▶ _GIVEN REQUEST_:
In the listing below, copy out word for word the lines from the one containing "I'd appreciate your help finding the woman's torso" through the one containing "[96,164,144,199]", with both of those lines included.

##############################

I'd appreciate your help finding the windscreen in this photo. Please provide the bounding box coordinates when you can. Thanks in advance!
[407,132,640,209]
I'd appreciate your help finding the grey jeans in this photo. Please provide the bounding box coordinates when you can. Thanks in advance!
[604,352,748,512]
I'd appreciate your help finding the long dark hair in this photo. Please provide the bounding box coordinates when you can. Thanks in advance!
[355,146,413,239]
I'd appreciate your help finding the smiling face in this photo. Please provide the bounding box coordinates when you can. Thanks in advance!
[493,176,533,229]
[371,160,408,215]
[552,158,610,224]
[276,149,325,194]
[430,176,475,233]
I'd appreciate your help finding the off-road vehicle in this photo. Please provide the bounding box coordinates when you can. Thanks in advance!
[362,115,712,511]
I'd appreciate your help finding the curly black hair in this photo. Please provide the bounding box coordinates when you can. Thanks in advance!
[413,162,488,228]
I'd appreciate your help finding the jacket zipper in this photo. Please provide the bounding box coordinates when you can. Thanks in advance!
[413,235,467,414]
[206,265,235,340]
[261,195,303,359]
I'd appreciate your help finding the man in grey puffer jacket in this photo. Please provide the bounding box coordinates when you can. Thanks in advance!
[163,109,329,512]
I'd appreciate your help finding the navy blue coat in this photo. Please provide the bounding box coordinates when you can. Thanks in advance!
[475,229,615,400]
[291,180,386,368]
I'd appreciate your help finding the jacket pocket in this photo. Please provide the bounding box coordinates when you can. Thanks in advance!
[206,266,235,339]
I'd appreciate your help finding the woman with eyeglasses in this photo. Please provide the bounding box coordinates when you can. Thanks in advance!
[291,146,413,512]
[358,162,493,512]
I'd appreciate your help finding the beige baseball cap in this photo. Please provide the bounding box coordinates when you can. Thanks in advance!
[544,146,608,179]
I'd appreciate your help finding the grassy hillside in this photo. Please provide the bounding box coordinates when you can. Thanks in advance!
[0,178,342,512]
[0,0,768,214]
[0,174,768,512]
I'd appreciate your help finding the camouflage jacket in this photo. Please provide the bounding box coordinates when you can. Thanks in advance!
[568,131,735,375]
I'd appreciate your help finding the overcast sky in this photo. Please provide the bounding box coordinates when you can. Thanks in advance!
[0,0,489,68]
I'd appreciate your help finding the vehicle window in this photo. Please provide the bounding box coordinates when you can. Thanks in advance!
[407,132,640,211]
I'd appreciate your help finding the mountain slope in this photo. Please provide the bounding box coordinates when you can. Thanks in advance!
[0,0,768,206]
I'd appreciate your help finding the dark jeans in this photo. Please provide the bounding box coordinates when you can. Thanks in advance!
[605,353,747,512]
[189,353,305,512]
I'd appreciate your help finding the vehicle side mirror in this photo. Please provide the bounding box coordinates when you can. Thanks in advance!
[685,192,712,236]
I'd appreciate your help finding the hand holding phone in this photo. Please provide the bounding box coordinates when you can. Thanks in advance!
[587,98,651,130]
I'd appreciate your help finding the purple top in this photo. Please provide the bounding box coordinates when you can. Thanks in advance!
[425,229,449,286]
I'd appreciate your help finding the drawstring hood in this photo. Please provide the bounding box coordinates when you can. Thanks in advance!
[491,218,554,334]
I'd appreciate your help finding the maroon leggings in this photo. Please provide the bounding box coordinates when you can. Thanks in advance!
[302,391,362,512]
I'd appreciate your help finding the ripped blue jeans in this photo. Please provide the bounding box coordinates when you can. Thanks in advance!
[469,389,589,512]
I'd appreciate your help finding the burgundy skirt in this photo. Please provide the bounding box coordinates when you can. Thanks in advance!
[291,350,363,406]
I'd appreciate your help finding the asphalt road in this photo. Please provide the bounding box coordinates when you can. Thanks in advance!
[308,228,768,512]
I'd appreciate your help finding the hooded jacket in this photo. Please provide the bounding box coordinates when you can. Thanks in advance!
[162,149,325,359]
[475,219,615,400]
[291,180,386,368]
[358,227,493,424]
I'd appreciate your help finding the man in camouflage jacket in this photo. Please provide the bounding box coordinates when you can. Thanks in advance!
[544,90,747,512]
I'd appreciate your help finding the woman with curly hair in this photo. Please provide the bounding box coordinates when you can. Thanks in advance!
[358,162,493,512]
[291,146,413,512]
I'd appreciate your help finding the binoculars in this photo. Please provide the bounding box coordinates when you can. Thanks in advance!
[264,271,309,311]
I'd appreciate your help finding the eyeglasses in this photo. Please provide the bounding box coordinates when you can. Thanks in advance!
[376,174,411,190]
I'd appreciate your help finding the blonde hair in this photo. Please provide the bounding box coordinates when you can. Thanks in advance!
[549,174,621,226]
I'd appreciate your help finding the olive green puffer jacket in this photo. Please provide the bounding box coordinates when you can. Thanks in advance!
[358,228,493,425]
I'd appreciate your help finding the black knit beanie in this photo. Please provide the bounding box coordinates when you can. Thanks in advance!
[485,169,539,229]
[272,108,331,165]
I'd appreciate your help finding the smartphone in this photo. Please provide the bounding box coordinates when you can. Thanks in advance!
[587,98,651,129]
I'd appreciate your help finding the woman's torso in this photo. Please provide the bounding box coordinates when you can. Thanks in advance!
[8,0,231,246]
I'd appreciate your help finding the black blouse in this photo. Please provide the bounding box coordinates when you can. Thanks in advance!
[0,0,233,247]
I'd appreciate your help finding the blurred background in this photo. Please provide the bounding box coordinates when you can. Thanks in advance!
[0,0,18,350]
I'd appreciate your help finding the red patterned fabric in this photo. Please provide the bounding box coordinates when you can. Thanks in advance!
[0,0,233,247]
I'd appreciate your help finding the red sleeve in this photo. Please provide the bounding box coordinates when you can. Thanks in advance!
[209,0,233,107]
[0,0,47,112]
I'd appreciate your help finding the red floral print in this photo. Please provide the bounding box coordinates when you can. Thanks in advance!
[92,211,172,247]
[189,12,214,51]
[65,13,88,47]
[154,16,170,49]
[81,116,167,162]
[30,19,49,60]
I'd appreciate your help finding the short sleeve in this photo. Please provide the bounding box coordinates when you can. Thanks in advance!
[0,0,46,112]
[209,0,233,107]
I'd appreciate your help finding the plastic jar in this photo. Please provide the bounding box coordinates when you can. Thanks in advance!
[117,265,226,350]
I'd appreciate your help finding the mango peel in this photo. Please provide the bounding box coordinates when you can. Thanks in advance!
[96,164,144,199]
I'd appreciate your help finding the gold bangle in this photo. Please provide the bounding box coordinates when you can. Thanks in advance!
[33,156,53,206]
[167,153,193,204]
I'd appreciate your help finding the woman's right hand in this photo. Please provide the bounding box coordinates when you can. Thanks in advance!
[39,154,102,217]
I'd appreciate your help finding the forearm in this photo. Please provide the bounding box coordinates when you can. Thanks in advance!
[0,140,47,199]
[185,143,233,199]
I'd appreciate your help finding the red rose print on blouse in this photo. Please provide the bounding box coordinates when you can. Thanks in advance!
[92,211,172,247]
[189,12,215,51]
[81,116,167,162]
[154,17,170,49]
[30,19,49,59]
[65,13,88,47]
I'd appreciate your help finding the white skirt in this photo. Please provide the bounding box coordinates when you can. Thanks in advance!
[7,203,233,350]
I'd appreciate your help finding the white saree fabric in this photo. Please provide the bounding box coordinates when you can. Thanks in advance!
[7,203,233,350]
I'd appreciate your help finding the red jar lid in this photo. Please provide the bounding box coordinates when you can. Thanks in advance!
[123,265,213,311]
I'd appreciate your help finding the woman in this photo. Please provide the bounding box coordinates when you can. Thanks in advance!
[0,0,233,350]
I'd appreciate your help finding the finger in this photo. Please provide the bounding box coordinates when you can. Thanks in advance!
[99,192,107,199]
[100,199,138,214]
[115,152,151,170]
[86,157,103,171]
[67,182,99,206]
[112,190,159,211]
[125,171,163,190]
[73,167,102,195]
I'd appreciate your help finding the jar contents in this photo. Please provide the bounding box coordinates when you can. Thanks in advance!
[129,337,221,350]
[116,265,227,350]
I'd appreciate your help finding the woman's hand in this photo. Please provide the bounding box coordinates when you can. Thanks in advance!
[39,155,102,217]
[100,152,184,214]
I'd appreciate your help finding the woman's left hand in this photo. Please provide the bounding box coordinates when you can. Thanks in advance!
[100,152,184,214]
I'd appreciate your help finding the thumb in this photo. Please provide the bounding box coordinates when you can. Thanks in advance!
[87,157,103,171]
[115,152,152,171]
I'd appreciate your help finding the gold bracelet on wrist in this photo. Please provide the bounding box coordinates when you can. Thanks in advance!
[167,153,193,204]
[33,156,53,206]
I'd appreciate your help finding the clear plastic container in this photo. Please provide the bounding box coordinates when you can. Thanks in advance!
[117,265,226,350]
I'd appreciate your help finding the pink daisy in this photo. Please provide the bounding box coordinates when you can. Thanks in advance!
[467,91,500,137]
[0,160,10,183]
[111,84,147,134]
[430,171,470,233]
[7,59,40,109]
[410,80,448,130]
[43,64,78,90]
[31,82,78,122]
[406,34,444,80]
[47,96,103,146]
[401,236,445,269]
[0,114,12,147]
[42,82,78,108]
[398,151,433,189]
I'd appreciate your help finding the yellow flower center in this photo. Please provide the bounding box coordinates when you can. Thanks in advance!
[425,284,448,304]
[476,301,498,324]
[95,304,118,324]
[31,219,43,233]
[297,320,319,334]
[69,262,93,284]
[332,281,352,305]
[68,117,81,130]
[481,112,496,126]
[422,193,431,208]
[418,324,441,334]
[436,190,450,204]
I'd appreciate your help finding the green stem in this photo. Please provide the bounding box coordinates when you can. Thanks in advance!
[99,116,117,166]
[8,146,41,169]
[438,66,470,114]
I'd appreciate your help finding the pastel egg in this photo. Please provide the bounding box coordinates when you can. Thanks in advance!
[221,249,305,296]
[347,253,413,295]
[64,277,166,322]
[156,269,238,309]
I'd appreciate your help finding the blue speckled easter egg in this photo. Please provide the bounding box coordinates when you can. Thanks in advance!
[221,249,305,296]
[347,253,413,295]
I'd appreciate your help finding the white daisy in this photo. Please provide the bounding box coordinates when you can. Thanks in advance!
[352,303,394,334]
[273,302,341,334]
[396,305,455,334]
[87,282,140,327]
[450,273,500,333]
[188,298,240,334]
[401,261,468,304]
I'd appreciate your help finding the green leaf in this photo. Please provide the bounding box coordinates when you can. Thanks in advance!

##############################

▶ _OUTPUT FOR THIS EXERCISE_:
I'd appreciate your help finding the woman's torso in this photo. Please provide the bounding box coordinates when you can. Thanks in advance!
[8,0,231,246]
I'd appreciate your help finding the black blouse in this photo. Please provide the bounding box coordinates when you can. Thanks in advance!
[0,0,233,247]
I'd appreciate your help finding the blurred background in this photo. Please provide the bounding box coordinates when you can. Thanks in advance!
[0,0,18,350]
I'd appreciate your help finding the red patterned fabric in this photo. Please provide the bounding box coordinates when you can. Thanks in advance!
[0,0,233,247]
I'd appreciate your help finding the red sleeve in this photo. Please provide the bounding box coordinates when you can. Thanks in advance!
[209,0,233,107]
[0,0,47,112]
I'd appreciate your help finding the red floral print in this photo. Please provide the bounding box coordinates when you can. Thanks in advance!
[92,211,172,247]
[189,12,214,51]
[65,13,88,47]
[154,16,170,49]
[81,116,167,162]
[30,19,49,60]
I'd appreciate your help finding the short sleeve in this photo. Please provide the bounding box coordinates when you can. Thanks in advance!
[0,0,46,112]
[209,0,233,107]
I'd appreciate your help finding the plastic jar in this photo. Please provide the bounding box coordinates when you can. Thanks in advance!
[117,265,226,350]
I'd appreciate your help finding the mango peel in this photo. Please provide the bounding box coordinates when you can. Thanks in advance!
[96,164,144,199]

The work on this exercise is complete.